[Text section]
American actress and director (born 1989)

Zelda Rae Williams (born July 31, 1989) is an American actress, director, producer and writer. As a voice actress, she is best known for voicing Kuvira in the Nickelodeon series The Legend of Korra and Mona Lisa in the 2012 Teenage Mutant Ninja Turtles series. She is the daughter of actor Robin Williams and film producer Marsha Garces Williams.

==Early life==
Williams was born in New York City to Robin and Marsha Garces Williams. Her father stated that he named her after Princess Zelda from The Legend of Zelda video game series. Her mother is of Filipino and Finnish descent. Zelda, the older of Williams' children by his second wife, has a younger brother and an older half-brother.

==Career==
Williams made her acting debut at age five. At 15, she acted in the 2004 film House of D opposite her father and actor Anton Yelchin as the latter's young first love, Melissa Loggia.

In June 2011, Zelda and Robin Williams were featured in a television commercial for the Nintendo 3DS game The Legend of Zelda: Ocarina of Time 3D. On October 25, 2011, she was the special guest host at the London Zelda Symphony Concert at the Hammersmith Apollo, marking the 25th anniversary of The Legend of Zelda franchise. On November 17, 2011, subscribers to Nintendo emails received an email of her and her father playing The Legend of Zelda: Skyward Sword for the Wii console. She appears in an interview with Nintendo representatives in which she says that one of her favorite things to do in her free time is play Super Smash Bros. Melee with her friends, always playing as the character Sheik.

She appeared in People magazine's 100 Most Beautiful People issue for 2007. She appears in the Wynter Gordon music video for "Buy My Love" and has a cameo in the Cobra Starship music video "You Make Me Feel", alongside her father.

[Records shown]

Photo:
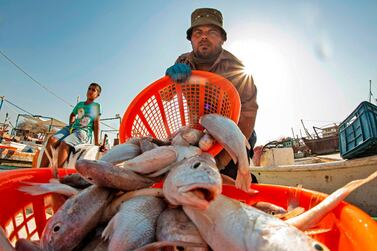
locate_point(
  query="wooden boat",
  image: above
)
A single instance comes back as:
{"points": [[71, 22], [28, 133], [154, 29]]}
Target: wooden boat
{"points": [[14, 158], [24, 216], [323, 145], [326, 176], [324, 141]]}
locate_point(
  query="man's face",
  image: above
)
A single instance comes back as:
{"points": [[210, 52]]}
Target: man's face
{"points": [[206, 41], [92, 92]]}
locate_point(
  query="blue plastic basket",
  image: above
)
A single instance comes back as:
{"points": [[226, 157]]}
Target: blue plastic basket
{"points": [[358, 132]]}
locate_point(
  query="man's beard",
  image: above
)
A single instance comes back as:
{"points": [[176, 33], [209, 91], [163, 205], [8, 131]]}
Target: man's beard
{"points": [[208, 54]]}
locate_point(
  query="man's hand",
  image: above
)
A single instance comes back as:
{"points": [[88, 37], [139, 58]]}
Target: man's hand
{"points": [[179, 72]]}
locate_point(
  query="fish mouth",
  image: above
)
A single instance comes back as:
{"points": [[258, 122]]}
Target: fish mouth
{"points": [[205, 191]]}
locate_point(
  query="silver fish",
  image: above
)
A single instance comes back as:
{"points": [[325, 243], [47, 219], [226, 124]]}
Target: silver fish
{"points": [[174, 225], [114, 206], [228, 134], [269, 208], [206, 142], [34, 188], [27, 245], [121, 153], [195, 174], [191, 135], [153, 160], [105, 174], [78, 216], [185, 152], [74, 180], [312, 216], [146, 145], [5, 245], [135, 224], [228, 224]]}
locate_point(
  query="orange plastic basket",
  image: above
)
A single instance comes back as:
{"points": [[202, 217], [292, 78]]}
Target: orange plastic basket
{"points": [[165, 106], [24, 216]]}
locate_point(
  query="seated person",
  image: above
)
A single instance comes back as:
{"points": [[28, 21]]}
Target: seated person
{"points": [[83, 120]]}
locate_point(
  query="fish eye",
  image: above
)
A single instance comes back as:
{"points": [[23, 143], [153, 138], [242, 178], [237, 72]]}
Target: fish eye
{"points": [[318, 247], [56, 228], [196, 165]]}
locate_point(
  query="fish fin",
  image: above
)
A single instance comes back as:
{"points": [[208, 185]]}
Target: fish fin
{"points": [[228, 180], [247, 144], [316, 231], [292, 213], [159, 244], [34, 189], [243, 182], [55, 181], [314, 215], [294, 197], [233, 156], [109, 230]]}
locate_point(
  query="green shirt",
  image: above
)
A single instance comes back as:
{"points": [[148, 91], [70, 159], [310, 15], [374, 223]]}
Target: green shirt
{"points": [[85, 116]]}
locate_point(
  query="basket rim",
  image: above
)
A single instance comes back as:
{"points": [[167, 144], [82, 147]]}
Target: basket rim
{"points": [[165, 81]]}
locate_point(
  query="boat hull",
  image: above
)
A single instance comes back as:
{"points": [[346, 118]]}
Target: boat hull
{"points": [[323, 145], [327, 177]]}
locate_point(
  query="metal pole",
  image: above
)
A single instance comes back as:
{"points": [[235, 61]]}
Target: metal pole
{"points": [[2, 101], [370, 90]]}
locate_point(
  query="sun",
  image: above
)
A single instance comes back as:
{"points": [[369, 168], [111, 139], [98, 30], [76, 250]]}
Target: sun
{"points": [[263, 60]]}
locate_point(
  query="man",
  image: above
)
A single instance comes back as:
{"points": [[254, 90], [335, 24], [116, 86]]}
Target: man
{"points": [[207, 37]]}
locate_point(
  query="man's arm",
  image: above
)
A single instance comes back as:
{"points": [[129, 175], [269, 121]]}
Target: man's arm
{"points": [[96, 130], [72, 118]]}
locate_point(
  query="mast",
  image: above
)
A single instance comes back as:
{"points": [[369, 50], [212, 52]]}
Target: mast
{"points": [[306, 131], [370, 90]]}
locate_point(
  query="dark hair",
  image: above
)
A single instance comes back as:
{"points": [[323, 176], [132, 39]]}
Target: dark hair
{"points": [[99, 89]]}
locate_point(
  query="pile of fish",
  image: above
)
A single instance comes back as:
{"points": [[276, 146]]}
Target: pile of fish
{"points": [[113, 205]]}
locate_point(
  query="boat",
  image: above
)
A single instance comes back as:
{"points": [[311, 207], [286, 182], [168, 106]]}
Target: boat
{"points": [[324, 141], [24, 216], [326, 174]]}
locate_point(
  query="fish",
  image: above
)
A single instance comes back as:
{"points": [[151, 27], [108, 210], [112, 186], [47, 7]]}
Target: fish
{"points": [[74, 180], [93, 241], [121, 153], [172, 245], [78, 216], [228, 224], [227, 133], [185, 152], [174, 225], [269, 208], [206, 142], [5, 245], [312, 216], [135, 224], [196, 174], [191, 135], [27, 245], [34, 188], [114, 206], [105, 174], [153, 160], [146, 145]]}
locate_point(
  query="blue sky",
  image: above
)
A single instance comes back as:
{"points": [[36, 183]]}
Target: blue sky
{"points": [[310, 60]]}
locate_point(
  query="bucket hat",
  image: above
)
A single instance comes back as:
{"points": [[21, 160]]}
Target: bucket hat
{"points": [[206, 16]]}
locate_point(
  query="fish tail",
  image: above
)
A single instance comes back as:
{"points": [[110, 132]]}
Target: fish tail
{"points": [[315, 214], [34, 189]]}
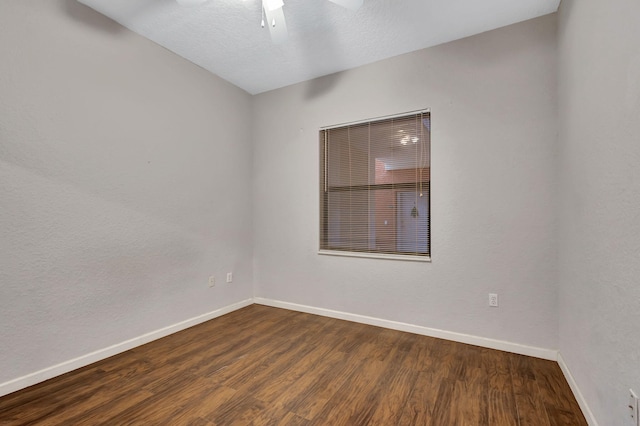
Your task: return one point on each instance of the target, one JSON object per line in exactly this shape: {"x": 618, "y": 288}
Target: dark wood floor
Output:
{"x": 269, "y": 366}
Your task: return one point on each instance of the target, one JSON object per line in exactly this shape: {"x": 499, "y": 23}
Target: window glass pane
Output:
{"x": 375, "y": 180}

[Problems to work on]
- a) In the Career section of the Zelda Williams biography, list every individual video game title mentioned. Exclude series and franchises.
- b) Reproduce the Zelda Williams biography between "Zelda Rae Williams" and "an older half-brother.", inclusive, and replace "descent" with "ancestry".
- c) Carry on the Zelda Williams biography from the point where the text stops.

[Outputs for the tasks]
- a)
The Legend of Zelda: Ocarina of Time 3D
The Legend of Zelda: Skyward Sword
Super Smash Bros. Melee

- b)
Zelda Rae Williams (born July 31, 1989) is an American actress, director, producer and writer. As a voice actress, she is best known for voicing Kuvira in the Nickelodeon series The Legend of Korra and Mona Lisa in the 2012 Teenage Mutant Ninja Turtles series. She is the daughter of actor Robin Williams and film producer Marsha Garces Williams.

==Early life==
Williams was born in New York City to Robin and Marsha Garces Williams. Her father stated that he named her after Princess Zelda from The Legend of Zelda video game series. Her mother is of Filipino and Finnish ancestry. Zelda, the older of Williams' children by his second wife, has a younger brother and an older half-brother.

- c)
In 2018, Williams wrote and directed the short film Shrimp, which she also starred in alongside Conor Leslie, Paulina Singer, Frances Fisher, and Jake Abel. The film depicts the lives of dominatrices in a Los Angeles BDSM den. Williams later entered into a deal with Gunpowder & Sky to develop the short film into a half-hour series.

She directed the 2024 film Lisa Frankenstein, her feature-length debut.

==Personal life==
Williams is bisexual.

She has stated that The Legend of Zelda: Majora's Mask is her favorite game and voiced support of its rerelease on the Nintendo 3DS by supporting the fan campaign Operation Moonfall. From 2013 until 2016, Williams dated actor Jackson Heywood.

Williams has spoken out against AI-generated images after videos of her father flooded the internet following the release of OpenAI's Sora.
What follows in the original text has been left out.